What needs to be done: Transcribe exactly the line containing "Thanks for the photo. Could you please mark the wing covert" and each line after it, through the end of the entries, with nothing before or after.

Saved entries:
━━━━━━━━━━━━━━━━━━━━━━━━━━━━━━

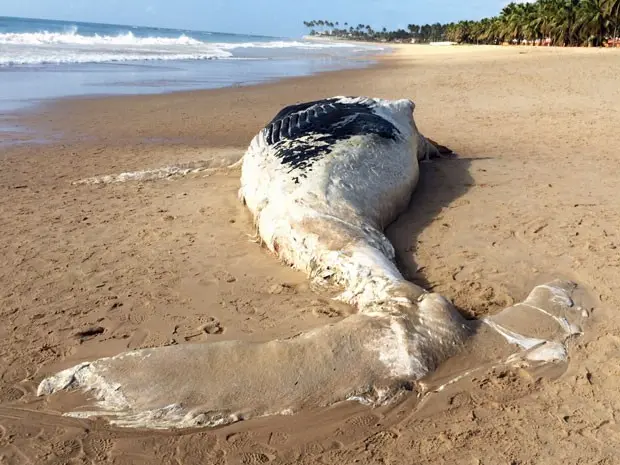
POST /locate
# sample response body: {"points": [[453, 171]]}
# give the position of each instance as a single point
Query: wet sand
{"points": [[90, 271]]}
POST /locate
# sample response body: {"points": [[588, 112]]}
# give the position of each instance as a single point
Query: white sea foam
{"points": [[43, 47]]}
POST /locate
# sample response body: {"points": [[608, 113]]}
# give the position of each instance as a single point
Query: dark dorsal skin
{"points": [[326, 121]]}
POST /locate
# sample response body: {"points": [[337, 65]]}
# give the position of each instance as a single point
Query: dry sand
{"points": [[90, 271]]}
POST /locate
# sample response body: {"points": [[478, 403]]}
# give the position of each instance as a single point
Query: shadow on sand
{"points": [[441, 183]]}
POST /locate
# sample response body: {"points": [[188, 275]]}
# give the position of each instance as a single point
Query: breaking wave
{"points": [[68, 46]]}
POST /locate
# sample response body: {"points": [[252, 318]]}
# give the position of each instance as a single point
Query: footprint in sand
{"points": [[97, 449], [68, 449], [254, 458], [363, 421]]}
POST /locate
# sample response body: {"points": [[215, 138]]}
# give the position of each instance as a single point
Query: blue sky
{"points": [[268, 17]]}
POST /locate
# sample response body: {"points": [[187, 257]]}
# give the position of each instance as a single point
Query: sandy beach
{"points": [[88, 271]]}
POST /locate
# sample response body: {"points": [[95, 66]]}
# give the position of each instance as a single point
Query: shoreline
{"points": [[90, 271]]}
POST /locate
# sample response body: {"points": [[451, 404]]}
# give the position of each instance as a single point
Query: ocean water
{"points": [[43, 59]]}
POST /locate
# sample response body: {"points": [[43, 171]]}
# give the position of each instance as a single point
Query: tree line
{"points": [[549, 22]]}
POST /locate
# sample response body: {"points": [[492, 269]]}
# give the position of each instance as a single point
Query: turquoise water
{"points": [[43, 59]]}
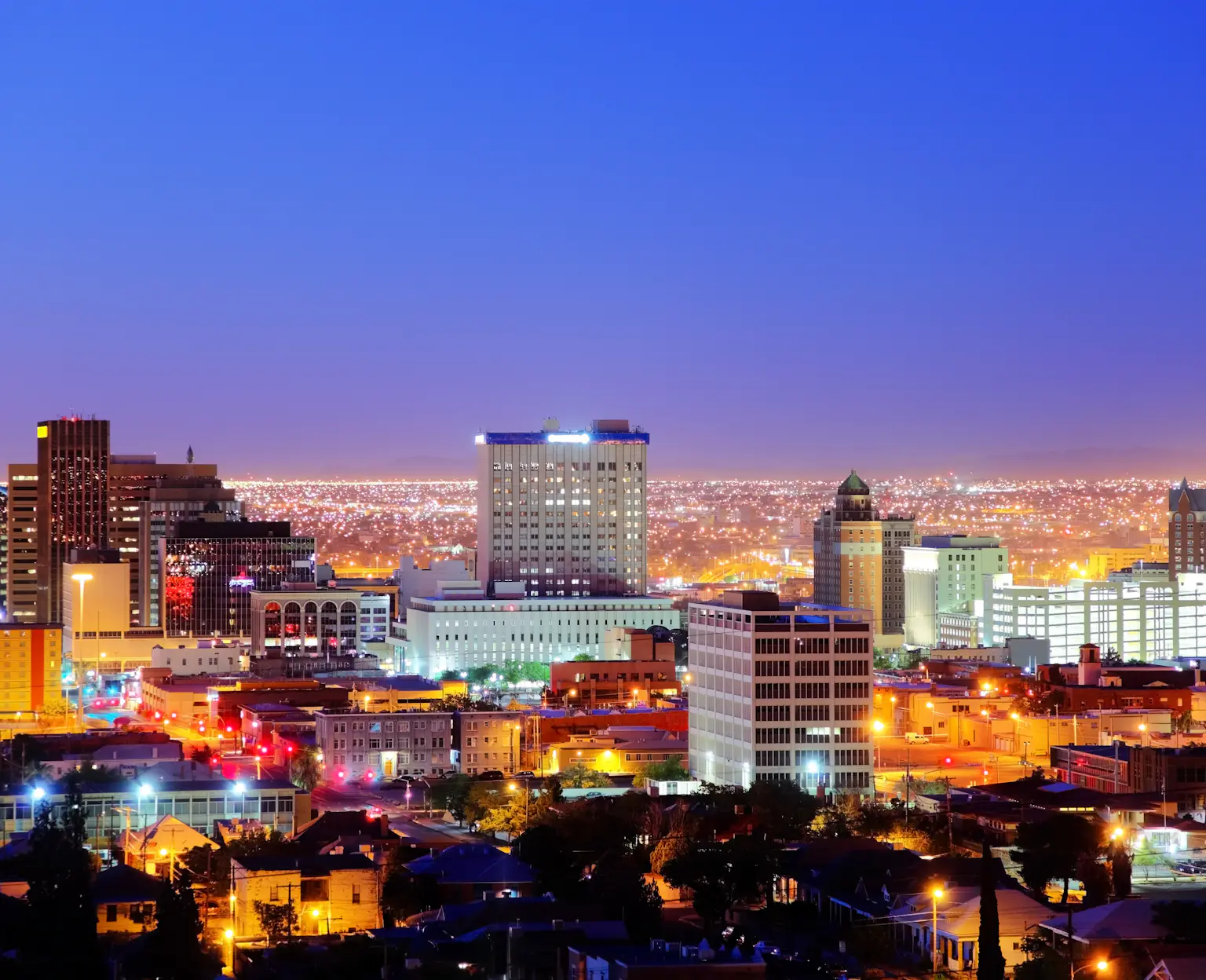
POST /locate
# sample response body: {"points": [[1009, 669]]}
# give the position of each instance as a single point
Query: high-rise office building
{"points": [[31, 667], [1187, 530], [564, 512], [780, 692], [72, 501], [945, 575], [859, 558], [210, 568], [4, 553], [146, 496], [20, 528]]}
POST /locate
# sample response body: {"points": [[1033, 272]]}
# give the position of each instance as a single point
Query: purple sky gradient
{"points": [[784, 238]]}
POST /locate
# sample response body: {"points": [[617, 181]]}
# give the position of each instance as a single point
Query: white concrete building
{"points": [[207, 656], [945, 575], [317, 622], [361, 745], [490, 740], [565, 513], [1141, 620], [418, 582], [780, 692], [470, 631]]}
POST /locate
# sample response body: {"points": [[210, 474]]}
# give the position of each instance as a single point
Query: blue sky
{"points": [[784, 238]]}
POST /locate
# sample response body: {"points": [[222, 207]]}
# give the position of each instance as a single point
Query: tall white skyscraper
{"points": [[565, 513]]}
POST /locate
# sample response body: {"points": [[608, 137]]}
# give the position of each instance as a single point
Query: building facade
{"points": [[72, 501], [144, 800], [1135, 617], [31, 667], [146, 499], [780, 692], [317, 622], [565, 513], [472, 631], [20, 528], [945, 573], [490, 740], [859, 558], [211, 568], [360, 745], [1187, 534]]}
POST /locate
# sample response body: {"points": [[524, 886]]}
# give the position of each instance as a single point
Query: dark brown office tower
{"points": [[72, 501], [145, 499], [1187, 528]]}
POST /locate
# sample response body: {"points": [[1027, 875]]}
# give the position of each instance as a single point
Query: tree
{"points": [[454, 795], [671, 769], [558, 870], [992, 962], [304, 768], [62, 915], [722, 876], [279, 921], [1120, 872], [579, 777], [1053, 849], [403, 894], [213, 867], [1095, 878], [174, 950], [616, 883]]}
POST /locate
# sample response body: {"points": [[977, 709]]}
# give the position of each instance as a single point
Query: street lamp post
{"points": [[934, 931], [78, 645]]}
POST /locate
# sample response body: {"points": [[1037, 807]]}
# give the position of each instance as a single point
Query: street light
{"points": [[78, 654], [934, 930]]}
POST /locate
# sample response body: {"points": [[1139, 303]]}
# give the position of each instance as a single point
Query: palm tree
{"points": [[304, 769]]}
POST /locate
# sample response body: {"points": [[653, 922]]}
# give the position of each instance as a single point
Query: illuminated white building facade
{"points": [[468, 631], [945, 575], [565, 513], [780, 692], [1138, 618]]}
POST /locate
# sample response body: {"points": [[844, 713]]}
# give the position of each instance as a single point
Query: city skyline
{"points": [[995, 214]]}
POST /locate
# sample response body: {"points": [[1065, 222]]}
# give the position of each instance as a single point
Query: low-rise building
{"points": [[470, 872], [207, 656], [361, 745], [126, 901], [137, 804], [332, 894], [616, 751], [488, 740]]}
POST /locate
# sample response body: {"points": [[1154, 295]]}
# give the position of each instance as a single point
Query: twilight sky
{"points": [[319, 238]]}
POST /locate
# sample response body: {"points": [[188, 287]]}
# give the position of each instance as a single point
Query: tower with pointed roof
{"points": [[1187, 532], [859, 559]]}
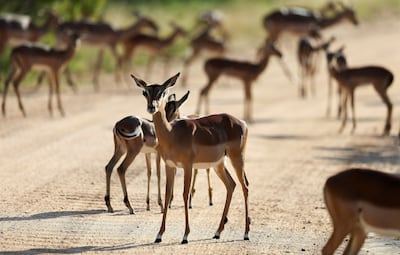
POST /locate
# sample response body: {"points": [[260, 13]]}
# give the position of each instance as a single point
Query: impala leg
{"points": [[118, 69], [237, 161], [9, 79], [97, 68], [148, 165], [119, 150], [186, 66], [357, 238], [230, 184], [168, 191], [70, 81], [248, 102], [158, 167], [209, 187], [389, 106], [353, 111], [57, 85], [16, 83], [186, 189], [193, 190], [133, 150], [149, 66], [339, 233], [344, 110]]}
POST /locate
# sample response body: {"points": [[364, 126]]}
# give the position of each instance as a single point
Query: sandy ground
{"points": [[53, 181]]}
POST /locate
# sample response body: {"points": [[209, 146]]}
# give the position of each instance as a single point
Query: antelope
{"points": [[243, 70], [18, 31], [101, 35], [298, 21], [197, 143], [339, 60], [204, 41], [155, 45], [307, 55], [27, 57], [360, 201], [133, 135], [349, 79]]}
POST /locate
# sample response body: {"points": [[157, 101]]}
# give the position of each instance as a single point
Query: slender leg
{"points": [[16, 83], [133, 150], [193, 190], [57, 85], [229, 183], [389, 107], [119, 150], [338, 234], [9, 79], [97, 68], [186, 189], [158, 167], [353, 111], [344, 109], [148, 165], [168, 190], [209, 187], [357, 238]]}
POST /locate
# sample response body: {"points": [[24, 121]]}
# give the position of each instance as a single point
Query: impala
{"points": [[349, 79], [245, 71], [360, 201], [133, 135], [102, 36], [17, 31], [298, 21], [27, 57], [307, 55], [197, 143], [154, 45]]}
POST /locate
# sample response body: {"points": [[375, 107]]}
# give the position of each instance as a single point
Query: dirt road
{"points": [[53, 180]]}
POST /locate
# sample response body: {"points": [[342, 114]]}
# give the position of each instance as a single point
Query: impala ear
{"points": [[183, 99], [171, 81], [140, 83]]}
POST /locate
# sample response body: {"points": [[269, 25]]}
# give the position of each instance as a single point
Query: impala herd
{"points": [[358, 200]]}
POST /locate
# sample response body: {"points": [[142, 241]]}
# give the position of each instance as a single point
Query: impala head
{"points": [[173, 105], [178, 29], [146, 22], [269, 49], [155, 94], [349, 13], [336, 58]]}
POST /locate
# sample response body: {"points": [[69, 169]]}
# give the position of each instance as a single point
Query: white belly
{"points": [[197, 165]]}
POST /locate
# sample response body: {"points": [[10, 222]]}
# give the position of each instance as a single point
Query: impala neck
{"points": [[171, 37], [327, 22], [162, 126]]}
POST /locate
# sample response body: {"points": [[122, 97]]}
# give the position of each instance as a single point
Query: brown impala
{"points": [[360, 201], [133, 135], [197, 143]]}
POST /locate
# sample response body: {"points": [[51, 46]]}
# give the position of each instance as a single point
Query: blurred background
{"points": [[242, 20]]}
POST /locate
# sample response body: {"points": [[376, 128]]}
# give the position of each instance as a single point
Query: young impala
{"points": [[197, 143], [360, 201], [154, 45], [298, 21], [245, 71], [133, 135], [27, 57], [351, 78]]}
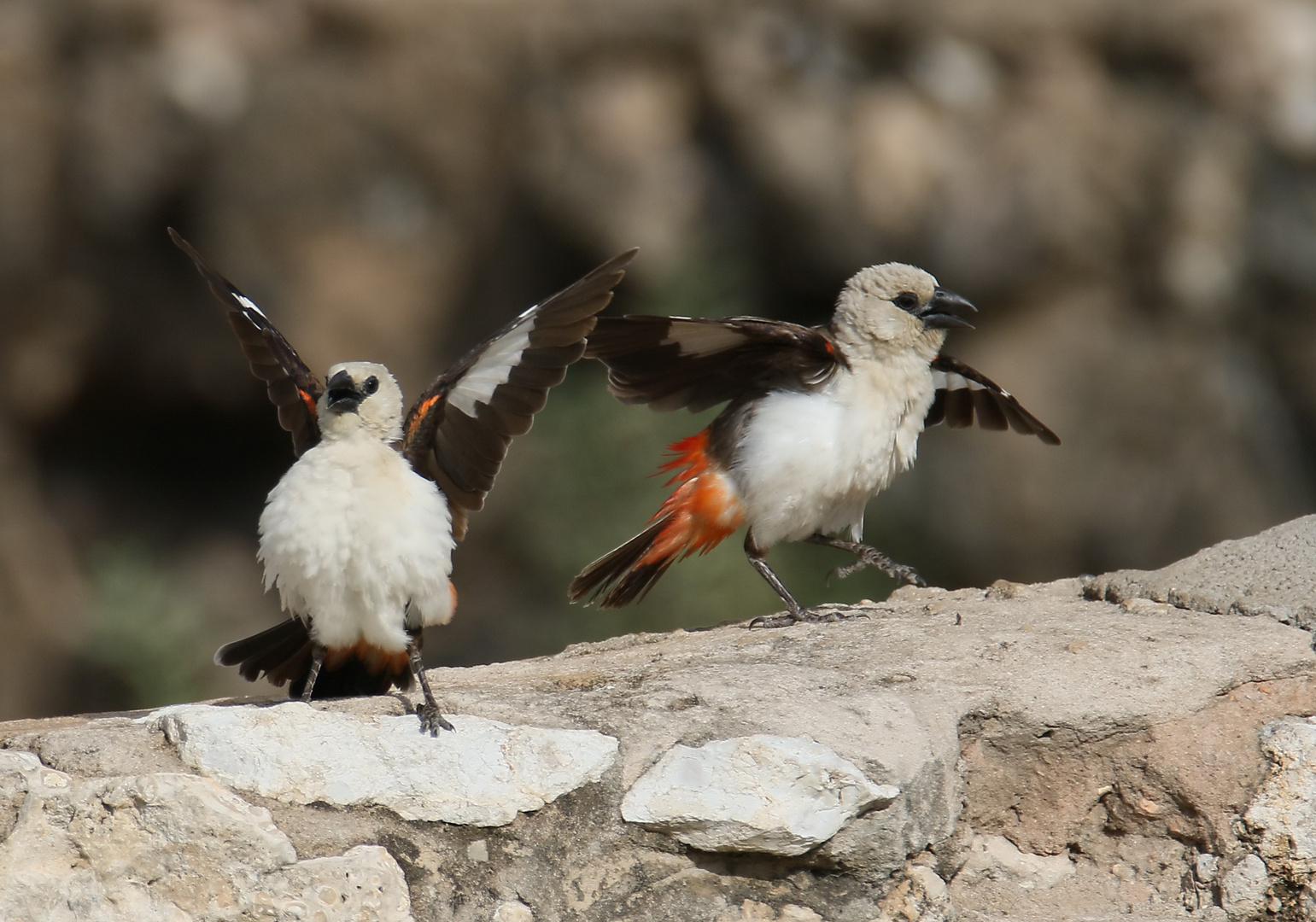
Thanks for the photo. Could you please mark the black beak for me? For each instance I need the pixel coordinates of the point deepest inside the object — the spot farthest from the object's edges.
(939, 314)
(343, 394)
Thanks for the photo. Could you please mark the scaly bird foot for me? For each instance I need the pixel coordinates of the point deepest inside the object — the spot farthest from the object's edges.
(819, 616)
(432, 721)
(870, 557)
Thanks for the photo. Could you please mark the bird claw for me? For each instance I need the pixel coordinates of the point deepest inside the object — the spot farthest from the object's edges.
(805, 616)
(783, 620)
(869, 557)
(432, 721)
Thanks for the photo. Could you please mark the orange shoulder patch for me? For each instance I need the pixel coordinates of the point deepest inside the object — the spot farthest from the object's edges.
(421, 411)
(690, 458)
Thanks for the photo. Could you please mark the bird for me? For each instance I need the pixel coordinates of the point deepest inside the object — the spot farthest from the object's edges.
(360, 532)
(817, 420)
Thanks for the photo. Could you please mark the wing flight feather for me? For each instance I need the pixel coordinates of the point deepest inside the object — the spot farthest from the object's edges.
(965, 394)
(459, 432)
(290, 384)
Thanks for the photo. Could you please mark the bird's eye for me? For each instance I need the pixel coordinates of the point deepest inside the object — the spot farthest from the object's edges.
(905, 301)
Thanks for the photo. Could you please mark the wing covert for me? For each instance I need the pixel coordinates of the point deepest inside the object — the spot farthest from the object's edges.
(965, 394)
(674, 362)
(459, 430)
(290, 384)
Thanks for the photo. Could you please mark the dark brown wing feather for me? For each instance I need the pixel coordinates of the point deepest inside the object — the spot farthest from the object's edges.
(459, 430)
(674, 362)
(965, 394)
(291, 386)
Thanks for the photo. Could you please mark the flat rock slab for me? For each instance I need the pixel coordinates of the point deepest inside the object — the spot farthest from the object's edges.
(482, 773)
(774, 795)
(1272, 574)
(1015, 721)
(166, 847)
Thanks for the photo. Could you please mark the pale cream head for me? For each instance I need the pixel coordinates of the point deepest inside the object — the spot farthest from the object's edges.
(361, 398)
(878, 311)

━━━━━━━━━━━━━━━━━━━━━━━━━━━━━━

Finished exercise:
Thanks for the photo. Could you please mark the wing covert for me? For each instance I need the pixel coordinates of the point deepest inside the object — the spot farthest from the object's edges.
(965, 394)
(674, 362)
(459, 430)
(290, 384)
Thanks for the photo. Could you please mark the dark brown wing feather for me? For each instance I need the pixel coordinates of the point deepest inside the object — the spot farthest from the object's edges.
(459, 430)
(674, 362)
(965, 394)
(291, 386)
Thanks for the photo. Could you please mark the flat rock slab for me? For each instance I need the pixel coordinates of the point deepest inside the object — the spot farthest from the object's edges.
(482, 773)
(774, 795)
(1272, 574)
(1015, 721)
(166, 847)
Thanks for the photo. Could you please mark the pale cream head for me? For each instance I need the pixel coordinates of the point deepest inside the object — the spot farthest from the object's edges.
(361, 398)
(878, 311)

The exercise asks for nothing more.